======== Text passage
Reading Scores Are Warning Signs for Lack of College Readiness

The National Assessment of Educational Progress (NAEP) released the grade 12 results recently. The results in Reading demonstrate a decline between 1992 and 2005. The results do not bode well for aspirations of higher academic readiness, college preparedness and college success.

The test was given between January and March of 2005 to a representative sample of 21,000 high school seniors attending 900 public and private schools. Exams in reading, math, science and writing also were administered to fourth and eighth graders.

The results found that the reading skills of 12th graders tested in 2005 were significantly worse than those of students in 1992, the first time a comparable test was given, and essentially flat since students took the exam in 2002. The share of students lacking even basic high school reading skills -- meaning they could not, for example, extract data about train fares at different times of the day from a brochure -- rose to 27 from 20 percent in 1992. The share of those proficient in reading dropped to 35 from 40 percent in 1992.

Yet, high school graduates in 2005 had studied more than their counterparts in 1990, averaging 360 more hours of classroom instruction during their high school years, the transcript study showed. Their grade point average was a third of a letter grade higher than in 1990, and more students were taking foreign language and other courses aimed at preparing them for college.
================
======== Information provided
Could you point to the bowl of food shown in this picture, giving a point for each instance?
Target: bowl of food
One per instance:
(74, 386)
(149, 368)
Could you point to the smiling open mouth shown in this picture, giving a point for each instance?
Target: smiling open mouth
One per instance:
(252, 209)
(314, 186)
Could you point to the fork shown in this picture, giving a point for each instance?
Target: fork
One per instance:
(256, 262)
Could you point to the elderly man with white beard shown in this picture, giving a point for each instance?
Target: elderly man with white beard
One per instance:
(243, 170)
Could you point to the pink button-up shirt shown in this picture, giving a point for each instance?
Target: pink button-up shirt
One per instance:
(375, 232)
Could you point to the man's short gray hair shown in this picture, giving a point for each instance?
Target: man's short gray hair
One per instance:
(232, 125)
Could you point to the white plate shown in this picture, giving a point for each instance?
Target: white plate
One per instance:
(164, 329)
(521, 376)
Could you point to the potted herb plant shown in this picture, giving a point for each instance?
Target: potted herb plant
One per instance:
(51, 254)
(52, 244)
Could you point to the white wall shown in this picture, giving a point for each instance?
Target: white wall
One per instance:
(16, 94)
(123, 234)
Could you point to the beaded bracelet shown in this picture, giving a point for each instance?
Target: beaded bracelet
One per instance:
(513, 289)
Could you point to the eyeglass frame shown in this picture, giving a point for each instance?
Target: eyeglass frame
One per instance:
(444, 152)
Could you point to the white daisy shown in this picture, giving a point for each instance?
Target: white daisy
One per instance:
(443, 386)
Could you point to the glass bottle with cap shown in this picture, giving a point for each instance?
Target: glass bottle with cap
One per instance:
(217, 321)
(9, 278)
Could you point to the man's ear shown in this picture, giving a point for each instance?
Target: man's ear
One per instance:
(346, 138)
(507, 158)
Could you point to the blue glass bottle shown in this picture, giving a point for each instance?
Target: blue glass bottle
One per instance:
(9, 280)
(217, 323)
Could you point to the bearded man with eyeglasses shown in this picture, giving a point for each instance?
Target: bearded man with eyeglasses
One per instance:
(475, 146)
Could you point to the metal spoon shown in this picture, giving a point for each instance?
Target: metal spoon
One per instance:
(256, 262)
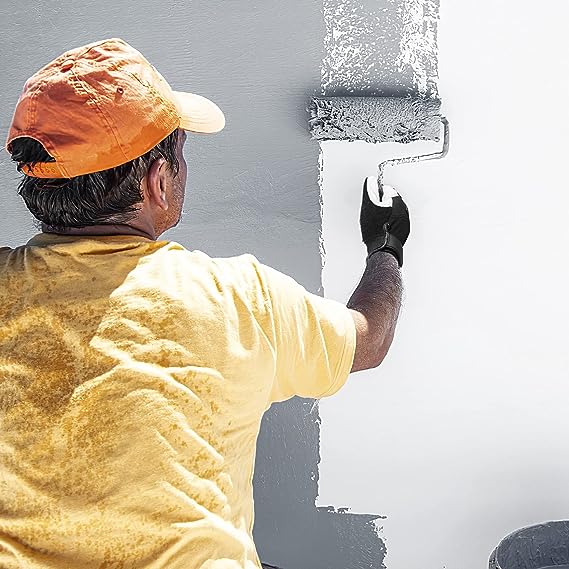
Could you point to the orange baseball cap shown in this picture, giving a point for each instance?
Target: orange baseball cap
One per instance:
(101, 105)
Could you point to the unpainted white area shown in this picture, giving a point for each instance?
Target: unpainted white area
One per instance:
(460, 436)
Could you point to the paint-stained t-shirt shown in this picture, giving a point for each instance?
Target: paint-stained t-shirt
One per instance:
(133, 378)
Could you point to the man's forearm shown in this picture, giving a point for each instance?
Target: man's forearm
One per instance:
(378, 297)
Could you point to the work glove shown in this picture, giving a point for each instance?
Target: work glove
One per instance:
(384, 222)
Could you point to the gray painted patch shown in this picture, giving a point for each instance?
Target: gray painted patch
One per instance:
(375, 119)
(540, 546)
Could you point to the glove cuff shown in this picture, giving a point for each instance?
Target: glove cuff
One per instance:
(388, 243)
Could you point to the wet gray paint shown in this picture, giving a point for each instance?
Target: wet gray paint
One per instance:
(541, 546)
(375, 119)
(252, 187)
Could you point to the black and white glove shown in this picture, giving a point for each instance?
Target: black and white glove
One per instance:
(384, 222)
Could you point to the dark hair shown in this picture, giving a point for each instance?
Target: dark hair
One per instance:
(108, 196)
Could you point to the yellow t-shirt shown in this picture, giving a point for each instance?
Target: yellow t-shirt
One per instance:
(133, 378)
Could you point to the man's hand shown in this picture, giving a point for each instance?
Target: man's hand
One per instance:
(384, 223)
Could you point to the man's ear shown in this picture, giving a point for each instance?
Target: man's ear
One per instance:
(156, 179)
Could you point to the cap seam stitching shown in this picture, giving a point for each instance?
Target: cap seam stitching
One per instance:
(87, 88)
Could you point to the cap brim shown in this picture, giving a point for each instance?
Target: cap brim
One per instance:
(198, 114)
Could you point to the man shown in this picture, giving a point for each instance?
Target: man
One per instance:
(134, 373)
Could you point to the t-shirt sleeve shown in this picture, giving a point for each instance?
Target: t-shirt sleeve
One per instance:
(314, 338)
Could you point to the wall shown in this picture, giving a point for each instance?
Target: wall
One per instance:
(254, 187)
(459, 437)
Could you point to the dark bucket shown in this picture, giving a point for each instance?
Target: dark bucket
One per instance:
(542, 546)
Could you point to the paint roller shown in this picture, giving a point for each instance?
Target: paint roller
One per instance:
(380, 119)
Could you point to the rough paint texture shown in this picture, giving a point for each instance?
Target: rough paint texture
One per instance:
(419, 43)
(380, 47)
(534, 547)
(375, 119)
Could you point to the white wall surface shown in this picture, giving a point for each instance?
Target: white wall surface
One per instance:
(461, 435)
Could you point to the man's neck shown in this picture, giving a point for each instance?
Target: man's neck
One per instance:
(102, 229)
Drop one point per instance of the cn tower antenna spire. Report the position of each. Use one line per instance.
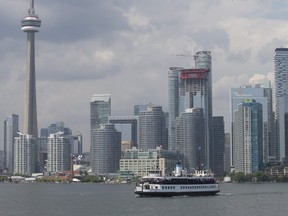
================
[Activity 1]
Answer these questions from the reading scores text:
(a) How many high school seniors were in the representative sample that took the test?
(b) To what percentage did the share of students lacking basic high school reading skills rise?
(c) How many more hours of classroom instruction did 2005 graduates average than their 1990 counterparts?
[Activity 2] From the reading scores text, extract the part that opens with the words containing "Yet, high school" and closes with "them for college.".

[Written response 1]
(a) 21,000
(b) 27 percent
(c) 360 hours

[Written response 2]
Yet, high school graduates in 2005 had studied more than their counterparts in 1990, averaging 360 more hours of classroom instruction during their high school years, the transcript study showed. Their grade point average was a third of a letter grade higher than in 1990, and more students were taking foreign language and other courses aimed at preparing them for college.